• **Pointing dataset excerpts**

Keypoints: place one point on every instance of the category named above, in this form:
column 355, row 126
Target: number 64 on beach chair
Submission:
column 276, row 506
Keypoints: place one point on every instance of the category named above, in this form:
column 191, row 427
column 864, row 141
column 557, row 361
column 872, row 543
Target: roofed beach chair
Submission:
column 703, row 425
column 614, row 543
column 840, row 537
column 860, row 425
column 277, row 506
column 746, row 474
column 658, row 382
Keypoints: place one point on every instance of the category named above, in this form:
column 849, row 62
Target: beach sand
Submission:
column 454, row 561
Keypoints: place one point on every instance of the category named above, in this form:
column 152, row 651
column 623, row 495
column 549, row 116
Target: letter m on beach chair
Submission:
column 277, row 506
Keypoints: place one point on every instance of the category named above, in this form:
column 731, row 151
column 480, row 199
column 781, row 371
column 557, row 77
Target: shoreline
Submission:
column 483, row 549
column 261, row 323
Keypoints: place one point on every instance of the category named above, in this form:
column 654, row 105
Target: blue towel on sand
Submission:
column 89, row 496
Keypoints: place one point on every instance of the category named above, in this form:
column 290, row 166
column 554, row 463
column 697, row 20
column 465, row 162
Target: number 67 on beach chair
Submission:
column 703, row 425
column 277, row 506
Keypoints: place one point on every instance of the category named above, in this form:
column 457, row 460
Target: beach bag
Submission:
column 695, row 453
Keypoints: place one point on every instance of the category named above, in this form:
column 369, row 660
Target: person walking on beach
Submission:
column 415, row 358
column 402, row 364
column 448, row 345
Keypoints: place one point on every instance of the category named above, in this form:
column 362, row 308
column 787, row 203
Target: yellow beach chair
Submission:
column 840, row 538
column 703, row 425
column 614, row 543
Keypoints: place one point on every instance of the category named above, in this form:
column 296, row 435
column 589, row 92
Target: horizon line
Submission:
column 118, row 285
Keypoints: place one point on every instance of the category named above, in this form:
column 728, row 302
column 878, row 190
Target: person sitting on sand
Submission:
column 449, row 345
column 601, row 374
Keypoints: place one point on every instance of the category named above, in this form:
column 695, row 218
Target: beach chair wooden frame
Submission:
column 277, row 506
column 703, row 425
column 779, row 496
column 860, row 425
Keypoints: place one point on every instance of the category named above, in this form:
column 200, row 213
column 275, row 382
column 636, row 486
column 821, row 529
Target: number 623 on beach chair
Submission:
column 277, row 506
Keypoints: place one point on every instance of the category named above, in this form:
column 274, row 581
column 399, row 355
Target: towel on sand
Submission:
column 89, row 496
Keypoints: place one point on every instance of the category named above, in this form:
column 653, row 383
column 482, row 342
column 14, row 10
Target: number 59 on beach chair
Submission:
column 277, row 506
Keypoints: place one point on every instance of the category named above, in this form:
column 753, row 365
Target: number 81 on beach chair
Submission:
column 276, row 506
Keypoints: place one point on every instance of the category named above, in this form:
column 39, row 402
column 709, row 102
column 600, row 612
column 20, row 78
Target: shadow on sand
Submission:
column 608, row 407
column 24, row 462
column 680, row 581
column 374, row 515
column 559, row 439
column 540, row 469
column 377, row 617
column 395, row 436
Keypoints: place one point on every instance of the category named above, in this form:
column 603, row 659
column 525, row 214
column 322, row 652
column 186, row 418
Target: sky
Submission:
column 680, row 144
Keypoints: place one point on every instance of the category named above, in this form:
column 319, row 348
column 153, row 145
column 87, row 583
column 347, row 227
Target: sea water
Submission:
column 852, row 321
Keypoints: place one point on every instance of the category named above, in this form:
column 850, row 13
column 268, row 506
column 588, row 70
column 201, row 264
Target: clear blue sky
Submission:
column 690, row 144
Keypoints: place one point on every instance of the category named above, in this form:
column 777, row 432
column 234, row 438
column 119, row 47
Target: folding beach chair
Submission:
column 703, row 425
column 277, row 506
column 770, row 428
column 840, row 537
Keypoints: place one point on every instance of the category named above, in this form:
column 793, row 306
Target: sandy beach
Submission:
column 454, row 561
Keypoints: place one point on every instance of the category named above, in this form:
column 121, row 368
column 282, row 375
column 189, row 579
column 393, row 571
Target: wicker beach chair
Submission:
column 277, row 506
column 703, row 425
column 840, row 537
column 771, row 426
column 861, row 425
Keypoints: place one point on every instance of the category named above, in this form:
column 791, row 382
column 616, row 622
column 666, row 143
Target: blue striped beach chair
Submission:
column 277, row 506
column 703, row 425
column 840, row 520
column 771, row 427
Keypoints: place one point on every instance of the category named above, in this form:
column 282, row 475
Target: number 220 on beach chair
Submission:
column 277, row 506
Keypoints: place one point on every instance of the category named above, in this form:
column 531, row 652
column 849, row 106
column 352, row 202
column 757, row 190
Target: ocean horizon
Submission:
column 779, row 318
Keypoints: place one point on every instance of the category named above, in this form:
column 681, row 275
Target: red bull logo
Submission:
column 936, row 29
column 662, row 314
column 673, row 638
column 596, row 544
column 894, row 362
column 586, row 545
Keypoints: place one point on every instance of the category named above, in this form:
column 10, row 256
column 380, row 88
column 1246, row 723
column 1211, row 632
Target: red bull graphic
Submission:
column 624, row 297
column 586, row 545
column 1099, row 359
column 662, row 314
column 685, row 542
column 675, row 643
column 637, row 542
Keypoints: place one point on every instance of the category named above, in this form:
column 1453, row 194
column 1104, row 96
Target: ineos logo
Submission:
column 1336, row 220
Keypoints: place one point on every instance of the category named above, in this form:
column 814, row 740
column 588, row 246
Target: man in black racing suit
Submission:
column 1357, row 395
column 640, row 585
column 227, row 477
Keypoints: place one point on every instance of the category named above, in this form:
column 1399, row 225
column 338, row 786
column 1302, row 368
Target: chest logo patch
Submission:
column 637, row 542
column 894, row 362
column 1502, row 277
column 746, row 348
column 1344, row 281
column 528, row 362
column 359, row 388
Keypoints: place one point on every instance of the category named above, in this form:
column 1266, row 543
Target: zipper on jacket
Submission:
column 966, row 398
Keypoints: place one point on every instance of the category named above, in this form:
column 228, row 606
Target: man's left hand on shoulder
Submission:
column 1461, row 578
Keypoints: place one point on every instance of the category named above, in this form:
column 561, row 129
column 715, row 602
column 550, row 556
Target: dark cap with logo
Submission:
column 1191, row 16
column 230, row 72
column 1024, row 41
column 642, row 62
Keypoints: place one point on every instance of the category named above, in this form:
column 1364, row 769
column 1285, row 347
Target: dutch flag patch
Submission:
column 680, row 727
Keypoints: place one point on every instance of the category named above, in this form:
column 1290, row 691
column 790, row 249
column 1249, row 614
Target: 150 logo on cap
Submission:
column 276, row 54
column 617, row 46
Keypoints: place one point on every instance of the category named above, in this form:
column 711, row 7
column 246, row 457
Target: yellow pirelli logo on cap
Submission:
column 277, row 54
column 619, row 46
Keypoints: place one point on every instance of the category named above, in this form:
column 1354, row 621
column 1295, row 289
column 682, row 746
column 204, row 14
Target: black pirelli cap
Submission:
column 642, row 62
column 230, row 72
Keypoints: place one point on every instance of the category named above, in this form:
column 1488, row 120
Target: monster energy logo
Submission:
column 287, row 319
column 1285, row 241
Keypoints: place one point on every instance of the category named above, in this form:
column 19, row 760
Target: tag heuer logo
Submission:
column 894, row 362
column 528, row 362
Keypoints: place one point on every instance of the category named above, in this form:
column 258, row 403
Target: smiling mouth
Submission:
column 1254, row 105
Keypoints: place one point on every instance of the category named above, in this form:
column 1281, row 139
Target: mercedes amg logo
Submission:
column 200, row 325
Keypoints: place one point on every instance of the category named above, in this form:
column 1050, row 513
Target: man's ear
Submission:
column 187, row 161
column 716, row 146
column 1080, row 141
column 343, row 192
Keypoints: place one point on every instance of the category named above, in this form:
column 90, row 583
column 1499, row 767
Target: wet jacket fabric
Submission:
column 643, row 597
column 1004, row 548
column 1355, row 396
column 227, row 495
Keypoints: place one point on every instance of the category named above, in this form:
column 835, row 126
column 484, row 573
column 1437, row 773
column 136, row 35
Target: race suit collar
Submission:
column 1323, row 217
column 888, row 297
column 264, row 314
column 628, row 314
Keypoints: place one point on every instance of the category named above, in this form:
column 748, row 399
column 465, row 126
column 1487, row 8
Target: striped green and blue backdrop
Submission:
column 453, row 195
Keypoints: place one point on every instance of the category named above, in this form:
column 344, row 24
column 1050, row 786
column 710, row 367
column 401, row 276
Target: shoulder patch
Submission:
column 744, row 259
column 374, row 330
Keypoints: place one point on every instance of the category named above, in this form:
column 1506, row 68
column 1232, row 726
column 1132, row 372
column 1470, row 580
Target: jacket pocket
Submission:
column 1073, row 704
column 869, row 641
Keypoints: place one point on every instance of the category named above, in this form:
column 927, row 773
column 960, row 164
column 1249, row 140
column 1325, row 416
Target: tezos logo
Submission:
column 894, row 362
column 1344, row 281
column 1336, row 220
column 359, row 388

• **What the task requires**
Return the lines from the first line of the pointing dataset excerpts through the line holding "column 261, row 323", inclusive, copying each one unchanged.

• **Response below**
Keypoints: place one point on every instance of the category named above, in this form:
column 355, row 126
Target: number 64 on beach chair
Submission:
column 276, row 506
Keypoints: place one point on every instance of the category named above, in this form:
column 191, row 427
column 864, row 141
column 557, row 361
column 872, row 543
Target: roofed beach chair
Submission:
column 703, row 425
column 614, row 543
column 840, row 537
column 860, row 425
column 277, row 506
column 746, row 474
column 658, row 382
Keypoints: place one point on every instance of the category named above, in this form:
column 849, row 62
Target: beach sand
Submission:
column 454, row 561
Keypoints: place one point on every instance of the category named above, in this form:
column 152, row 651
column 623, row 495
column 549, row 116
Target: letter m on beach chair
Submission:
column 277, row 506
Keypoints: place one point on every instance of the category named above, in this form:
column 731, row 151
column 480, row 199
column 781, row 371
column 557, row 77
Target: shoreline
Submission:
column 483, row 549
column 261, row 323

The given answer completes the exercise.